» **Dataset rows**:

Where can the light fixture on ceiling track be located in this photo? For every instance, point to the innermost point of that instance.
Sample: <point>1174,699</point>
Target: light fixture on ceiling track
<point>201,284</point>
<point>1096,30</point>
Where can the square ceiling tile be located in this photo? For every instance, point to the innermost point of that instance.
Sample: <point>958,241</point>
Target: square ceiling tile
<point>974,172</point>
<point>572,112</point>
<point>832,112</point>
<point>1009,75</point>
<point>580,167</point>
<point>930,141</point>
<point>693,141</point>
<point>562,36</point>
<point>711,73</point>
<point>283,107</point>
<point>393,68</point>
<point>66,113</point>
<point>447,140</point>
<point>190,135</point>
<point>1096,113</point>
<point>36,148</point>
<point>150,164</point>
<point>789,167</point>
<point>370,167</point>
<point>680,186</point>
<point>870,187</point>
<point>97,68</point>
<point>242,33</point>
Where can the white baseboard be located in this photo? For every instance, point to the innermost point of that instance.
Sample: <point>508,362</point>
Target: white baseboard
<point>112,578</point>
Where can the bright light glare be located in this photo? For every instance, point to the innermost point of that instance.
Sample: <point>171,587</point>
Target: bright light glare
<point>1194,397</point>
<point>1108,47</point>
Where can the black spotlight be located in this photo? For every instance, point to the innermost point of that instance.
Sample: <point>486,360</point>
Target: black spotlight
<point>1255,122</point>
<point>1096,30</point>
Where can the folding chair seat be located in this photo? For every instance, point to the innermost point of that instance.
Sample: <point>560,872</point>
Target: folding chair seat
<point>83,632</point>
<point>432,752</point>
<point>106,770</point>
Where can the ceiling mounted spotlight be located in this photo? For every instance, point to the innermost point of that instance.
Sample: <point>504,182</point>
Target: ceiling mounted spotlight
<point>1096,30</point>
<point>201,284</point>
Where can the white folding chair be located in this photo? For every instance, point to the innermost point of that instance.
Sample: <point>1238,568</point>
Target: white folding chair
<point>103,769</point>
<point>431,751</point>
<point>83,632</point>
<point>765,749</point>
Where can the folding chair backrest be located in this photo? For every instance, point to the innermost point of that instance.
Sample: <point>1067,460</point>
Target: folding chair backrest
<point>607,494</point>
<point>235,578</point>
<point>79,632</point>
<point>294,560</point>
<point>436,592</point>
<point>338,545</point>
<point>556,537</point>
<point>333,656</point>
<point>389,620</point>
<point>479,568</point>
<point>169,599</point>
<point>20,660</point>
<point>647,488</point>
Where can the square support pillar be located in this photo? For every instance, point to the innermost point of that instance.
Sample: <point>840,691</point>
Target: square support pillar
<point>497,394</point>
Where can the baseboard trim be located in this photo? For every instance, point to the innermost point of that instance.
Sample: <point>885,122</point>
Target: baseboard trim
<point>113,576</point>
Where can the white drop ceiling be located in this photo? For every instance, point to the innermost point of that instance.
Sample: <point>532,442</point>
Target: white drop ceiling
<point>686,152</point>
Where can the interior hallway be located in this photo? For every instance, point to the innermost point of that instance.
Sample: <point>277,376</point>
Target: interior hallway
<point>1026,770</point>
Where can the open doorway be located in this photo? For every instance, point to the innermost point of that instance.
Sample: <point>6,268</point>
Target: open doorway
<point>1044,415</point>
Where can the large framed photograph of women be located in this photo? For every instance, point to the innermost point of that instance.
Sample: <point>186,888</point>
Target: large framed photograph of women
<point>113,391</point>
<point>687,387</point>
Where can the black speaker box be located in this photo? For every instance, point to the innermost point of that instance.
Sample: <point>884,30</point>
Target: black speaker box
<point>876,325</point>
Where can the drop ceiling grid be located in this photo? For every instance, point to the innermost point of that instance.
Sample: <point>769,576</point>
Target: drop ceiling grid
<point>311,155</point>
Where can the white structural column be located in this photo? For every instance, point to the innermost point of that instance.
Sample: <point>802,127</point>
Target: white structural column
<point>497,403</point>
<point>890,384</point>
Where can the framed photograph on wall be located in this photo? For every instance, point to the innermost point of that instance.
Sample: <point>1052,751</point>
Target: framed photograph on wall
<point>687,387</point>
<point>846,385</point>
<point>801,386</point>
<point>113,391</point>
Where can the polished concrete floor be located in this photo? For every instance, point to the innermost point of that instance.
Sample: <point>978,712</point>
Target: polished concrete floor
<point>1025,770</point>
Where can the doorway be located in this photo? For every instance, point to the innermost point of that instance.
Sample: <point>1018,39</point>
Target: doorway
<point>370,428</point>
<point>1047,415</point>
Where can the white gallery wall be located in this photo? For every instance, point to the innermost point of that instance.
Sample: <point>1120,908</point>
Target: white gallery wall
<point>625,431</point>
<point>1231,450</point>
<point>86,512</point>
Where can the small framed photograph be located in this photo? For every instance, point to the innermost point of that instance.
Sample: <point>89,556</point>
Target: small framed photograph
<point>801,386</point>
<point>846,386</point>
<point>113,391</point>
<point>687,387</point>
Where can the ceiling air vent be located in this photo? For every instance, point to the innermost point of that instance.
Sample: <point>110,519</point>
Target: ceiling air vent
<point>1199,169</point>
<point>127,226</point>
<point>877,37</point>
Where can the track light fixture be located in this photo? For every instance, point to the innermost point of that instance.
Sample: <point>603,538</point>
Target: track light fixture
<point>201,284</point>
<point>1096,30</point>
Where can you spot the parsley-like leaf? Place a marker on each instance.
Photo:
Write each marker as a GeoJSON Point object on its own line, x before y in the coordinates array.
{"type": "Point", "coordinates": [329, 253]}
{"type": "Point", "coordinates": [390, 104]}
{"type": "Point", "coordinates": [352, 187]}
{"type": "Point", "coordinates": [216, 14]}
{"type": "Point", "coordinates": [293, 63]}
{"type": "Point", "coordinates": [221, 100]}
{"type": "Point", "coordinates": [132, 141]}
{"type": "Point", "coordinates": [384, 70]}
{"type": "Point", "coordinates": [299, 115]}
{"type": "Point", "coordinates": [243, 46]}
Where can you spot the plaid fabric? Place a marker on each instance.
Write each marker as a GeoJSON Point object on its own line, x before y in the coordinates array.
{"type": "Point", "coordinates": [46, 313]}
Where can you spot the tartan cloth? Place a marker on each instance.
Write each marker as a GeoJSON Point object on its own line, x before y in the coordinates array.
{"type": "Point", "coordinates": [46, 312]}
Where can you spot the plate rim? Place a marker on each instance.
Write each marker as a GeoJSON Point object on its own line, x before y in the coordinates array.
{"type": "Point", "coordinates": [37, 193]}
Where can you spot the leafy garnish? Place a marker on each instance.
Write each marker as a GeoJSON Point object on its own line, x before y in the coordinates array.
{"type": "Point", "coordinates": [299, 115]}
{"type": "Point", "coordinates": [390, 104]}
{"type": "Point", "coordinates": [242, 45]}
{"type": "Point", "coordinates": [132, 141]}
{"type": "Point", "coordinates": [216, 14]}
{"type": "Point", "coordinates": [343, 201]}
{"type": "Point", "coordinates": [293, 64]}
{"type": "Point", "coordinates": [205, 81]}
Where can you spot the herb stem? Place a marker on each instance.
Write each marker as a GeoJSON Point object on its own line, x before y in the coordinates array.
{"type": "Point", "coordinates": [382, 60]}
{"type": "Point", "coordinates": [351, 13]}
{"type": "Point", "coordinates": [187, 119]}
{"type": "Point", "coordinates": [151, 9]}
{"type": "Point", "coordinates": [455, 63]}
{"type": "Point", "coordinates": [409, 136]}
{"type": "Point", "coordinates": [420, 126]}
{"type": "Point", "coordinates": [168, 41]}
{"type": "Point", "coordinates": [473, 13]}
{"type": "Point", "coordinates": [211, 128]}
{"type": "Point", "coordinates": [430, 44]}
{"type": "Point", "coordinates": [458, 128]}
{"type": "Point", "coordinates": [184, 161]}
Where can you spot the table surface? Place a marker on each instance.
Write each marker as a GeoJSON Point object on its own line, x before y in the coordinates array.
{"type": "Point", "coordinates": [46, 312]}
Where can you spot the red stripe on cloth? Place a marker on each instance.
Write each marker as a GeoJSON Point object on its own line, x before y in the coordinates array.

» **Aim**:
Reproduce the material starting at its first line and ending at the line that contains "<point>1108,47</point>", renaming "Target" to "Object" throughout that span and leaving everything else as it is.

» **Solution for this exercise**:
Where can the light fixture on ceiling track be located in this photo? For every instance, point to the innermost point of that instance.
Sample: <point>1174,699</point>
Object: light fixture on ceiling track
<point>201,284</point>
<point>1096,30</point>
Where can the square ceiling tile be located in this photo? For every instance, point to the innermost point of that instance.
Sample: <point>958,241</point>
Object: square ceiling tile
<point>974,172</point>
<point>572,112</point>
<point>832,112</point>
<point>1009,75</point>
<point>580,167</point>
<point>930,141</point>
<point>693,141</point>
<point>562,36</point>
<point>711,73</point>
<point>283,107</point>
<point>393,68</point>
<point>66,113</point>
<point>447,140</point>
<point>190,135</point>
<point>1096,113</point>
<point>36,148</point>
<point>150,164</point>
<point>789,167</point>
<point>370,167</point>
<point>680,186</point>
<point>870,187</point>
<point>97,68</point>
<point>242,33</point>
Where can the white baseboard be located in this photo? For every instance, point to the innermost point of that instance.
Sample: <point>508,362</point>
Object: white baseboard
<point>112,578</point>
Where can the bright light glare be located in this photo? For every instance, point to the innermost point of that instance.
Sample: <point>171,587</point>
Object: bright light glare
<point>1194,397</point>
<point>1108,47</point>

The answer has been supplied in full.